— Given passage —
Also, how did you predict for 70gb of data, cause I am trying to do something similiar and the predict function after fitting the model fails. I also tried using the get_user_representations and get_user_representations but the dot product is slow as well. Can you suggest a solution ?

item_biases, item_embeddings = model.get_item_representations(item_feature) user_biases, user_embeddings = model.get_user_representations(user_feature) other_pred = ( user_embeddings.dot(item_embeddings.T) + () item_biases.reshape(1, -1) + user_biases.reshape(-1, 1) )

meghanad1 avatar Feb 28 '20 07:02 meghanad1

Hi everybody, I need help regarding partial fit model period and how to update recommendation as well as we are using different url hit for the two processes How to manage other events like add to cart and view behavior of customer

surajPowerWeave avatar Mar 04 '20 09:03 surajPowerWeave

@RothNRK what about if you have a new user with new recommendations? Your code works because you're adding new interaactions to existing users ([0,1,2]), but what happens with for example if you do something like this:

def fake_data(n, possible_users):
    users = np.random.choice(possible_users, (n, 1))
    items = np.random.choice(possible_users, (n, 1))
    weight = np.random.rand(n,1)
    return np.concatenate((users, items, weight), axis=1)

train_data = fake_data(10, [0., 1., 2.])
new_data = fake_data(3, [3., 4., 5.])

Now you will have problems with the error ValueError: The item feature matrix specifies more features than there are estimated feature embeddings: x vs y.

— Exercise prompt —
Reproduce the forum thread above about recommendation model predictions and partial fitting in full, word for word and without changes.

— Supplied records —

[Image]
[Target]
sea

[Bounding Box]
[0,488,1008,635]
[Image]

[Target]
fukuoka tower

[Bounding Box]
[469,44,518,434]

— Solution to this problem —
Also, how did you predict for 70gb of data, cause I am trying to do something similiar and the predict function after fitting the model fails. I also tried using the get_user_representations and get_user_representations but the dot product is slow as well. Can you suggest a solution ?

item_biases, item_embeddings = model.get_item_representations(item_feature) user_biases, user_embeddings = model.get_user_representations(user_feature) other_pred = ( user_embeddings.dot(item_embeddings.T) + () item_biases.reshape(1, -1) + user_biases.reshape(-1, 1) )

meghanad1 avatar Feb 28 '20 07:02 meghanad1

Hi everybody, I need help regarding partial fit model period and how to update recommendation as well as we are using different url hit for the two processes How to manage other events like add to cart and view behavior of customer

surajPowerWeave avatar Mar 04 '20 09:03 surajPowerWeave

@RothNRK what about if you have a new user with new recommendations? Your code works because you're adding new interaactions to existing users ([0,1,2]), but what happens with for example if you do something like this:

def fake_data(n, possible_users):
    users = np.random.choice(possible_users, (n, 1))
    items = np.random.choice(possible_users, (n, 1))
    weight = np.random.rand(n,1)
    return np.concatenate((users, items, weight), axis=1)

train_data = fake_data(10, [0., 1., 2.])
new_data = fake_data(3, [3., 4., 5.])

Now you will have problems with the error ValueError: The item feature matrix specifies more features than there are estimated feature embeddings: x vs y.